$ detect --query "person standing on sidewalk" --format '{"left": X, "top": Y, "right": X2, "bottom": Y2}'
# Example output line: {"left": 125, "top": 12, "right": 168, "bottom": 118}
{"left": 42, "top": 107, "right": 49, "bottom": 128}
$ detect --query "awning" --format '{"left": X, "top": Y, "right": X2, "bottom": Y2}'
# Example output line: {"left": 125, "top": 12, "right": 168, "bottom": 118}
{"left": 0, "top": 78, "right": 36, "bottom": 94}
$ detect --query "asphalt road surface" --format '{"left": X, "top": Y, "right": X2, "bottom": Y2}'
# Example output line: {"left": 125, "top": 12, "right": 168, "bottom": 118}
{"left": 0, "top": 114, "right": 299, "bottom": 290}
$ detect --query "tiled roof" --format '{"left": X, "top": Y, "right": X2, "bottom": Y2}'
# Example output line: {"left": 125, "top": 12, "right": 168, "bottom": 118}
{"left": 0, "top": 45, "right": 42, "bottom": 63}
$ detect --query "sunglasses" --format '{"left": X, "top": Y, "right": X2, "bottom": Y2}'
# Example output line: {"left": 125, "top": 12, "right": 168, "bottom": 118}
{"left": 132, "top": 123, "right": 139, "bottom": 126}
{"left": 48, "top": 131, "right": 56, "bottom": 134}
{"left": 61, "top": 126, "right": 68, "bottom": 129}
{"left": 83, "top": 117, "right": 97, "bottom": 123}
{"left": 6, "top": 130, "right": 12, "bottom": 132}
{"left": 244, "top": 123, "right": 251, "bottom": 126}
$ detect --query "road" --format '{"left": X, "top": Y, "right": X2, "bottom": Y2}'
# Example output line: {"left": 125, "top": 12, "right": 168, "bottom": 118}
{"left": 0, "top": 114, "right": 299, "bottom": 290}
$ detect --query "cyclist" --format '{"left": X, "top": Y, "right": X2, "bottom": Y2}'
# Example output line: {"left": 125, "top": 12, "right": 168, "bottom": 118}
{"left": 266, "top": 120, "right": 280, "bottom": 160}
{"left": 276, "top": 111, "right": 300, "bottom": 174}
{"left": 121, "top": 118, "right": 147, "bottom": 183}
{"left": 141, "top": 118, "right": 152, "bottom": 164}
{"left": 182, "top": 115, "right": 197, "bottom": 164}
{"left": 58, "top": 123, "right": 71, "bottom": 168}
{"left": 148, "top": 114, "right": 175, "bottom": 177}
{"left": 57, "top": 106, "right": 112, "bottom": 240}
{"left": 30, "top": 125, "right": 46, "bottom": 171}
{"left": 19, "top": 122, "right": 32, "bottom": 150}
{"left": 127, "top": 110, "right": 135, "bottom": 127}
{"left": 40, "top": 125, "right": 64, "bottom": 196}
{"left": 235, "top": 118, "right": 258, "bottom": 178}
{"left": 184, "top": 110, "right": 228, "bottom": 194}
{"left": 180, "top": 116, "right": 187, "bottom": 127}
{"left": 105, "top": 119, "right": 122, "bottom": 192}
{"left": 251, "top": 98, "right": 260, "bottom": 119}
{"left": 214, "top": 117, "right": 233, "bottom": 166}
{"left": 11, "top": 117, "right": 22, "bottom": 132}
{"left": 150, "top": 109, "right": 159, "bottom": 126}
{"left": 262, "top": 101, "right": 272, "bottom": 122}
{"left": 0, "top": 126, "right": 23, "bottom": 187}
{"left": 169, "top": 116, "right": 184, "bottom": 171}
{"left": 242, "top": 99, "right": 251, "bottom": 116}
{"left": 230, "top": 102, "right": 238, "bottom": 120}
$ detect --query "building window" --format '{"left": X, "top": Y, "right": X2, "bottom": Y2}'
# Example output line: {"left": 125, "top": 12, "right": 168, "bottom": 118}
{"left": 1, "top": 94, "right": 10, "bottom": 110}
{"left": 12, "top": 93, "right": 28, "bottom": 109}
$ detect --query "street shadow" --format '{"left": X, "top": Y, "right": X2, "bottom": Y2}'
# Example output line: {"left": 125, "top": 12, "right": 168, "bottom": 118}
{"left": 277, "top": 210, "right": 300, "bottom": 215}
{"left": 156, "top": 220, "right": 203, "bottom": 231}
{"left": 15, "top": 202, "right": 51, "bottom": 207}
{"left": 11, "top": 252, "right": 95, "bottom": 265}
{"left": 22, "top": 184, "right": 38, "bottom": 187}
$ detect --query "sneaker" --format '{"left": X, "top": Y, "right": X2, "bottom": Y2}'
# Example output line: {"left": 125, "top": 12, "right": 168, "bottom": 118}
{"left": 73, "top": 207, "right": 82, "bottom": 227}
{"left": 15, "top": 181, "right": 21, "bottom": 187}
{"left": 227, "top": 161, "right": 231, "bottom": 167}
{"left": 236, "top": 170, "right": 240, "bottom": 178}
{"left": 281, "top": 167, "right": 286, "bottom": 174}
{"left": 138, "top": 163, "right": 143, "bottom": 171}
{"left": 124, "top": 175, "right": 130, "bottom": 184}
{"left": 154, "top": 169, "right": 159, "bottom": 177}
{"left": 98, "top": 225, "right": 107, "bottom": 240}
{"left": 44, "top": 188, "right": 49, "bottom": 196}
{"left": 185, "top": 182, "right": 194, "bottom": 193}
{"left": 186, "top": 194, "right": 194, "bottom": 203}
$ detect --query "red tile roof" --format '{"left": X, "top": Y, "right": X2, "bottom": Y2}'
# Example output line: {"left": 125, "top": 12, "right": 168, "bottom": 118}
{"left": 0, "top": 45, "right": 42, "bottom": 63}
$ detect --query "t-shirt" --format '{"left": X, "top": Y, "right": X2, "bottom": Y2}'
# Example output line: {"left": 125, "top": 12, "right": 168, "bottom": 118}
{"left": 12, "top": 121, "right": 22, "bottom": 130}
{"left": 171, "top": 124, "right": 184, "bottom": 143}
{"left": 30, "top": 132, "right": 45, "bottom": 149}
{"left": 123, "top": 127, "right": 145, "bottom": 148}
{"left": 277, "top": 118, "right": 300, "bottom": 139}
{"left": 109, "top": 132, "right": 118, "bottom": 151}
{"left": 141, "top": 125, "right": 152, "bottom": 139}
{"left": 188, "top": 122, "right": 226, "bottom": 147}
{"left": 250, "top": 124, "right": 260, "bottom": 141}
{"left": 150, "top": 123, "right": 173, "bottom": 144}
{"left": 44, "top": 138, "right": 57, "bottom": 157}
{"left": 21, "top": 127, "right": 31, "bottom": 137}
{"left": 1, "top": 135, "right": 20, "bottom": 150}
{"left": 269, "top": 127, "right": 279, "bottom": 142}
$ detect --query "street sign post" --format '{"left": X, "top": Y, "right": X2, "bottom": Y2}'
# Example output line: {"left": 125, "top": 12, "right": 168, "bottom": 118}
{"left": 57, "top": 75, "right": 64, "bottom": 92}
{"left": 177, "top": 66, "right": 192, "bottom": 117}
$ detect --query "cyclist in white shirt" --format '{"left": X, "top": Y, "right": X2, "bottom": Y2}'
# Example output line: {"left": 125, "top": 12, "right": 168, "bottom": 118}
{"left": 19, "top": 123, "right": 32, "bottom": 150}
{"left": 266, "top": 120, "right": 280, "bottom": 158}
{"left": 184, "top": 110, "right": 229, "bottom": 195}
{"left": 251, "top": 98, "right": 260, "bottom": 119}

------------------------------------------------------------

WORK INSTRUCTIONS »
Which lines of the records above hold the word "roof"? Copy each of them.

REPLY »
$ detect --query "tiled roof" --format '{"left": X, "top": Y, "right": X2, "bottom": Y2}'
$ detect --query "red tile roof" --format '{"left": X, "top": Y, "right": X2, "bottom": Y2}'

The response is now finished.